**The input:**
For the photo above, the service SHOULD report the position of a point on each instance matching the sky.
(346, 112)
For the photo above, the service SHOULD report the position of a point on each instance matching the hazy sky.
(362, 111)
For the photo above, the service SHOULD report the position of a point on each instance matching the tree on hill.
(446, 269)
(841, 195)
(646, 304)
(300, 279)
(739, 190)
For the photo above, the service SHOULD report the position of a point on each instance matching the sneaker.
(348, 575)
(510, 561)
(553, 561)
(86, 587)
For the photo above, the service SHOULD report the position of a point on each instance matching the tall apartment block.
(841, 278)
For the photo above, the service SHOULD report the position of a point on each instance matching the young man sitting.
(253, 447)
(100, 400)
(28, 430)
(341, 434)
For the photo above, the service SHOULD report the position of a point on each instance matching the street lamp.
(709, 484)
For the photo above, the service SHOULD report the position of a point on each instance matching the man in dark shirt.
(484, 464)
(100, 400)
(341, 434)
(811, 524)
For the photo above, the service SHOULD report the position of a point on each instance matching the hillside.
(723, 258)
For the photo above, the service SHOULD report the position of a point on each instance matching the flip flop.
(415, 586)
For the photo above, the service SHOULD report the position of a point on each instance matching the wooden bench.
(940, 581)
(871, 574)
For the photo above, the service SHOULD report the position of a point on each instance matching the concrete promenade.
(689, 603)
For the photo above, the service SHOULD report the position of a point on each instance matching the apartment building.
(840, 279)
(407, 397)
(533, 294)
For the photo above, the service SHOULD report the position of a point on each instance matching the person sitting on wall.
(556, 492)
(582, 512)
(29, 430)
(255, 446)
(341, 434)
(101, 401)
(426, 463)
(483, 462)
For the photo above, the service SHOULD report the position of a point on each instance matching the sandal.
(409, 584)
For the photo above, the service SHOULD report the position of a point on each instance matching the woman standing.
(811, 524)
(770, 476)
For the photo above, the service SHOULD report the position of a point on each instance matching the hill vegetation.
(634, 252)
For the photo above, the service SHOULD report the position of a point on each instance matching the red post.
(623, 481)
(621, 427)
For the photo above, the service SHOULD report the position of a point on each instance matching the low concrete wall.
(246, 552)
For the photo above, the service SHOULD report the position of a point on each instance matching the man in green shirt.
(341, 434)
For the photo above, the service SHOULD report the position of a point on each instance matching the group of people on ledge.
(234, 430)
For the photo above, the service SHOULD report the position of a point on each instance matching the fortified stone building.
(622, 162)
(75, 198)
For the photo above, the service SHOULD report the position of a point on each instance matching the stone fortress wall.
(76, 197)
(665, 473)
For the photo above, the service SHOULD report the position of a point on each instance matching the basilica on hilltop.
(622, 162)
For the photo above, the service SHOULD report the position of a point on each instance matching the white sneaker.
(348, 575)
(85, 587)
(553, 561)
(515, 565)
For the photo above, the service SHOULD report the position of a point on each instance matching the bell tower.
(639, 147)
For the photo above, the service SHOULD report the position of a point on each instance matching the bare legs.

**Task requirements:** I would like you to return every entry exactly, with nothing changed.

**Output of the exercise:**
For the photo above, the service SHOULD report the position of a point on each instance matching the sky.
(346, 112)
For the photo above, the service SHOULD report the position of a point on each instance matching the hazy sky.
(362, 111)
For the photo above, the service SHOULD report the position of a point on each instance matching the tree on hill.
(446, 269)
(841, 195)
(646, 304)
(300, 279)
(739, 190)
For the photo above, the service SHOULD report the position of a point on each instance matching the sneaker.
(348, 575)
(510, 561)
(553, 561)
(86, 587)
For the photo above, the service SHOULD report the position of a point on each instance matching the tall apartment block.
(841, 278)
For the photo above, the service SHOULD report the position of a point on each instance matching the young man sitting.
(253, 447)
(100, 400)
(28, 430)
(341, 434)
For the photo above, the service SHOULD report the position of a point on each instance matching the street lamp.
(709, 484)
For the photo above, the service SHOULD report the position of a point on each instance matching the man in dark shirt.
(484, 464)
(100, 400)
(341, 434)
(811, 524)
For the photo above, the service SHOULD report the position of a point on each instance matching the hillside.
(723, 258)
For the photo above, the service SHOULD report the position of a point on each instance matching the flip flop.
(415, 586)
For the photo above, the service SHOULD report the position of a point on each instance matching the wooden bench.
(940, 581)
(871, 574)
For the photo above, the service SHOULD report the position of a point on each instance matching the concrete promenade.
(689, 603)
For the photo above, the service SHOULD report the position of a point on each instance matching the apartment building.
(840, 279)
(407, 397)
(533, 294)
For the photo above, the service SHOULD report the position of a point on each instance matching the person sitting on wall.
(556, 492)
(582, 512)
(29, 430)
(255, 446)
(341, 434)
(101, 401)
(426, 463)
(483, 462)
For the photo above, the service SHOULD report the position of a point on each instance matching the sandal.
(409, 584)
For the photo above, the service SHOULD report the position of a point on each instance matching the woman standing.
(811, 524)
(770, 476)
For the photo above, the service SHOULD report the position of a point on each instance matching the hill vegetation.
(634, 252)
For the photo above, the service SHOULD report the position of a point on each instance matching the red post.
(623, 481)
(621, 427)
For the photo above, the service SHOULD report the position of a point on each instance matching the low concrete wall.
(246, 552)
For the photo above, the service SHOULD report the position of a point on each instance matching the man in green shirt.
(341, 434)
For the photo above, the service SHOULD report the position of a point on each instance matching the group of people on ledge.
(234, 430)
For the photo above, the service SHOULD report the position of a point on each instance matching the fortified stone building.
(622, 162)
(75, 198)
For the photo above, the service SHOULD report the position of a point on each instance matching the stone fortress wall.
(76, 197)
(665, 473)
For the photo above, the service SHOULD report the position of a point on each instance matching the basilica on hilltop.
(622, 162)
For the photo above, the service SHOULD report the position of a point on each instance matching the white sneaker.
(348, 575)
(85, 587)
(553, 561)
(515, 565)
For the photo above, the service SHOULD report the position of a point on each instance matching the bell tower.
(639, 147)
For the photo above, the service SHOULD report the position of a point on each instance matching the bare legs.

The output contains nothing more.